[Exercise details]
In the records below, find the line containing "Put a point on every instance of the black"; give it again exactly, along with every line that follows, and nothing else.

[Data for processing]

•••••

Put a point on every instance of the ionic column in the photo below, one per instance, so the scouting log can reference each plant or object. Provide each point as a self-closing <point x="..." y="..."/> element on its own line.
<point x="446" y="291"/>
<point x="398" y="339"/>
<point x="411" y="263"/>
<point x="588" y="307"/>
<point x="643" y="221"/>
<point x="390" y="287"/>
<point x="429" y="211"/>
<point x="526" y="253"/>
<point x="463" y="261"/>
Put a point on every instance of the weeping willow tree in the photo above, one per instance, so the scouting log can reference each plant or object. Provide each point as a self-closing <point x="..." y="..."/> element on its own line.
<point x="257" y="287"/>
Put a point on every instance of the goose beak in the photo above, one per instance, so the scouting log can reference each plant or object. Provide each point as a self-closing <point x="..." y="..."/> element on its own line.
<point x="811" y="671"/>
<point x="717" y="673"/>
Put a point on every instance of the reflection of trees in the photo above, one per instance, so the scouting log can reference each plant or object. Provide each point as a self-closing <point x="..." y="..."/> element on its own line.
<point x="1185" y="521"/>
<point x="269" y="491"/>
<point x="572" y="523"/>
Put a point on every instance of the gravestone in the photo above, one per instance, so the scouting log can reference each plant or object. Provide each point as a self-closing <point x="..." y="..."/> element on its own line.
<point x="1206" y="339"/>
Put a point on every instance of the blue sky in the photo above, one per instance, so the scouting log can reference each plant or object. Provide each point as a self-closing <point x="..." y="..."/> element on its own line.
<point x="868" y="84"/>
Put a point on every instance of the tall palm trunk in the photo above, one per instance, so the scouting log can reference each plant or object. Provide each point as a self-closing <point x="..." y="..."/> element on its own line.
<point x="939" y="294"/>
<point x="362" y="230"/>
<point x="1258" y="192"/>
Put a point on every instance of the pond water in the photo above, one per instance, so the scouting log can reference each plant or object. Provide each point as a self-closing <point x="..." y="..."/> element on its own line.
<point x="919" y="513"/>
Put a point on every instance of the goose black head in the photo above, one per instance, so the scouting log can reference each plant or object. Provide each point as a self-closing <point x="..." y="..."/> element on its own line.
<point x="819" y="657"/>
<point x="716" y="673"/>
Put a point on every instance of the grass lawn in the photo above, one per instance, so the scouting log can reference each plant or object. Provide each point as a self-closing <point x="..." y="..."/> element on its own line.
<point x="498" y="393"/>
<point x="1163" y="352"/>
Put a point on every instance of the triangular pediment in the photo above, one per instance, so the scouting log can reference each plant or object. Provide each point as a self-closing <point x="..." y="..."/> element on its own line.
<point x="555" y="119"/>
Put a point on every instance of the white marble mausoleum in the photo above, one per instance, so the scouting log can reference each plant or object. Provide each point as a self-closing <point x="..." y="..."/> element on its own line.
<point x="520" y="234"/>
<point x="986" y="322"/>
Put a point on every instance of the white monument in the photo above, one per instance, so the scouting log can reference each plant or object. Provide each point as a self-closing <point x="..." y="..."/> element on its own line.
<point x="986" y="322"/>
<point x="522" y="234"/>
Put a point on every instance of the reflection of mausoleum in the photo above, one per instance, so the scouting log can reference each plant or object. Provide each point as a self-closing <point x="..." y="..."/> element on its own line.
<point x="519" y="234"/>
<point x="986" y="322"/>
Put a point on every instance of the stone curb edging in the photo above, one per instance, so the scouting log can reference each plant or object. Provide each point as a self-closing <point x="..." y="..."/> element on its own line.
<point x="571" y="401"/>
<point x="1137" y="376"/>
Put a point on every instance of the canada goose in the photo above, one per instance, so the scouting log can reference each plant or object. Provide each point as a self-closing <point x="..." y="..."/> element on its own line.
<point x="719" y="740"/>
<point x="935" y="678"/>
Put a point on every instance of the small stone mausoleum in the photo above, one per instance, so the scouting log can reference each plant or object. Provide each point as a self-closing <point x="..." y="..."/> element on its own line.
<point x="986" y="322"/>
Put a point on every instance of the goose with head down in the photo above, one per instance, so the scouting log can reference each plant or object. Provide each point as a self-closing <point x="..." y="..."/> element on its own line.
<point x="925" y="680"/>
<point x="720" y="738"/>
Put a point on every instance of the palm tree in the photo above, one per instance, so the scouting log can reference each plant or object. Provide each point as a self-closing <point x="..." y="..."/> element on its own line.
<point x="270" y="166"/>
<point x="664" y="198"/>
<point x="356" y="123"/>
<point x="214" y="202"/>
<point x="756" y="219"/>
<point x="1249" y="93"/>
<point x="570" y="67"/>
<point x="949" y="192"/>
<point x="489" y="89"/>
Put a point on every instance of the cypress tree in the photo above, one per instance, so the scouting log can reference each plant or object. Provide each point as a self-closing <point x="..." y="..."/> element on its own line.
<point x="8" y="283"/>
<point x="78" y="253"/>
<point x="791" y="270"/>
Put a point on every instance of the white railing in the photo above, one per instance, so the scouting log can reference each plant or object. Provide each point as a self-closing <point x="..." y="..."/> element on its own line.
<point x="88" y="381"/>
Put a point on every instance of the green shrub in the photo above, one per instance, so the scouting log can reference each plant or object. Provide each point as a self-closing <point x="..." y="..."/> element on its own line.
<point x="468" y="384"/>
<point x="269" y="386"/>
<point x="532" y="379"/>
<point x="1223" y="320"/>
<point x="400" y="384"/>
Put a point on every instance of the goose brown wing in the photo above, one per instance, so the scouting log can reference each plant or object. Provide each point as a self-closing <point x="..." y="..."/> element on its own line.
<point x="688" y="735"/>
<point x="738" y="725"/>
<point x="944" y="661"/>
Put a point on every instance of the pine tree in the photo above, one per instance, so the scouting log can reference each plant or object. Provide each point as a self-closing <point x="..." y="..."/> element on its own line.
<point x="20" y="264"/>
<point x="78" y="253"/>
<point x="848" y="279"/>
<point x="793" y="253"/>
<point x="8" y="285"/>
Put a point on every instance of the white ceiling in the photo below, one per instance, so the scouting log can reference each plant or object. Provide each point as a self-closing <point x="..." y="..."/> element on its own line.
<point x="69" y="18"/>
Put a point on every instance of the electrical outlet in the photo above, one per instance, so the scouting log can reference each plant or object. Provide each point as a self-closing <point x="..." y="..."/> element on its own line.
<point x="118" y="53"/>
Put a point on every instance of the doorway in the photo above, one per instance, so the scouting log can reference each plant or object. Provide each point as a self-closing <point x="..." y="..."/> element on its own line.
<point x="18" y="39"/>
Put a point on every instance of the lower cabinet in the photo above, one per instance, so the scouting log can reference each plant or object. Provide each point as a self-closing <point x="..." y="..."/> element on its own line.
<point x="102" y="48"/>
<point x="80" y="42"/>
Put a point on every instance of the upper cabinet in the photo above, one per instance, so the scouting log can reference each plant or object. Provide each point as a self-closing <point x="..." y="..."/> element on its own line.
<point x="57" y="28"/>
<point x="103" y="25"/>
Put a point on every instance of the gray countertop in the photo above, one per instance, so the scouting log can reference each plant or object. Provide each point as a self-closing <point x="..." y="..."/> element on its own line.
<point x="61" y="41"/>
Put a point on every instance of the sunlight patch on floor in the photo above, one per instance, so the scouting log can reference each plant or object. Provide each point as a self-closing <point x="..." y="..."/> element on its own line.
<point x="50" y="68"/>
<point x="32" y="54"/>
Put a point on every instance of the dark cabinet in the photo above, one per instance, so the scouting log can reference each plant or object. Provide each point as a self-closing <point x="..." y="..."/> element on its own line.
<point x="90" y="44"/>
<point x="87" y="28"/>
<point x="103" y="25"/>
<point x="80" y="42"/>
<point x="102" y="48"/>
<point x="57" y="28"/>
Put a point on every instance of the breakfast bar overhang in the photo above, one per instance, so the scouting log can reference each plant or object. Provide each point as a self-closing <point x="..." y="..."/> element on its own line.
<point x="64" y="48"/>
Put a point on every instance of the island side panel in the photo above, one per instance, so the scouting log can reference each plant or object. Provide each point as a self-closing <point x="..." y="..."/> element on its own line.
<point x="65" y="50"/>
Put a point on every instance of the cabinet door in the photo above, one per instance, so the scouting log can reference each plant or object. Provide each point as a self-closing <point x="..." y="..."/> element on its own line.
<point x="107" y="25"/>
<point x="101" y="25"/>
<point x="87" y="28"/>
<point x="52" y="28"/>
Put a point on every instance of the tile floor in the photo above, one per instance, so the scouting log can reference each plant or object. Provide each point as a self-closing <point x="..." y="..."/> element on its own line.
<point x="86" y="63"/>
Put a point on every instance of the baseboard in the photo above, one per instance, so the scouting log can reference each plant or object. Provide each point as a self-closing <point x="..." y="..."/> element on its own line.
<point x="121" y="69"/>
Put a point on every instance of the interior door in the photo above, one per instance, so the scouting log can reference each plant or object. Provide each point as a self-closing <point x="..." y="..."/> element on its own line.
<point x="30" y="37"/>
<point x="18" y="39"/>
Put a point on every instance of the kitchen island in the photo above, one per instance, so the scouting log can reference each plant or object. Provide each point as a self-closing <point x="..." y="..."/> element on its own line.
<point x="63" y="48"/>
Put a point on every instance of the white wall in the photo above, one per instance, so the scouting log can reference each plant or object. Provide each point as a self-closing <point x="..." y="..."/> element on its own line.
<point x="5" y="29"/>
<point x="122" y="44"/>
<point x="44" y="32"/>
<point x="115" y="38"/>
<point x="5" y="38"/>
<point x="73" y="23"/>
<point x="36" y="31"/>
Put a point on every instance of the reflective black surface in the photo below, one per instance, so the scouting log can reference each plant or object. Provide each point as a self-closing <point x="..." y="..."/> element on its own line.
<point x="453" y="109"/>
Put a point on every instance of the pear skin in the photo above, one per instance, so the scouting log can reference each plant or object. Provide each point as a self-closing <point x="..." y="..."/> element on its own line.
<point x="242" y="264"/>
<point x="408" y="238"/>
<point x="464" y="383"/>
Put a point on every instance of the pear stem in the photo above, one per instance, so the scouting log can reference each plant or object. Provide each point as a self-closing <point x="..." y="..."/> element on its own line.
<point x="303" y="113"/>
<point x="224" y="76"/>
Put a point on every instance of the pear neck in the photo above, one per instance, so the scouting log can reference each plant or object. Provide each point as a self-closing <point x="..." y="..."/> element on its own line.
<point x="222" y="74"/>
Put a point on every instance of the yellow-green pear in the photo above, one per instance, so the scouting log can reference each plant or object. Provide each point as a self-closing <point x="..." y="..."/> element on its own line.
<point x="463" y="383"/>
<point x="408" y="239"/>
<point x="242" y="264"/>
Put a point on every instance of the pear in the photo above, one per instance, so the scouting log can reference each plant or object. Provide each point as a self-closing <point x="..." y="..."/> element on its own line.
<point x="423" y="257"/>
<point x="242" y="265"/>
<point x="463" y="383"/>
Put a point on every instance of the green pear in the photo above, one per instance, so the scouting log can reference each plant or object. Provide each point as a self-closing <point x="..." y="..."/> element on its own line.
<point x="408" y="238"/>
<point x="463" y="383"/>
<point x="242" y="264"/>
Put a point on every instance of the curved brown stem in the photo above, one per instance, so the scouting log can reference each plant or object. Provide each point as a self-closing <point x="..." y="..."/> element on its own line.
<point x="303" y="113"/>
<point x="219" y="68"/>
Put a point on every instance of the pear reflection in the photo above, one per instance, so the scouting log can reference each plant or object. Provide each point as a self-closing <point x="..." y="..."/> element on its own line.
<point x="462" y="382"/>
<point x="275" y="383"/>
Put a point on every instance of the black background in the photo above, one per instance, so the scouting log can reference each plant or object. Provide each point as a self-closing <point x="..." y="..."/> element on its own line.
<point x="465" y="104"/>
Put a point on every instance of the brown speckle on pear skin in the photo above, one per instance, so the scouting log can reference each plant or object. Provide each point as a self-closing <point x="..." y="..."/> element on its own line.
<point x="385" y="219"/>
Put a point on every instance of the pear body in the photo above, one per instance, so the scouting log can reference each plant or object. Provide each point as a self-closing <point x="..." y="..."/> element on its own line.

•••••

[Exercise output]
Put a point on every instance of the black background in the photo above, one per instance, so the scouting log can reference each plant or object. Provide each point as a self-closing <point x="..." y="..."/> element on its own line.
<point x="465" y="104"/>
Put a point on every instance of the brown speckle on pear skin in the photo above, one per instance, so the scouting log can reference each plant or object. Provide each point as a self-closing <point x="..." y="..."/> element on its own line.
<point x="385" y="219"/>
Put a point on every instance of the pear body in the photo above, one per instance, so the scouting log can reference each plant or object. Provide each point as a self-closing <point x="..." y="..."/> element on its own line.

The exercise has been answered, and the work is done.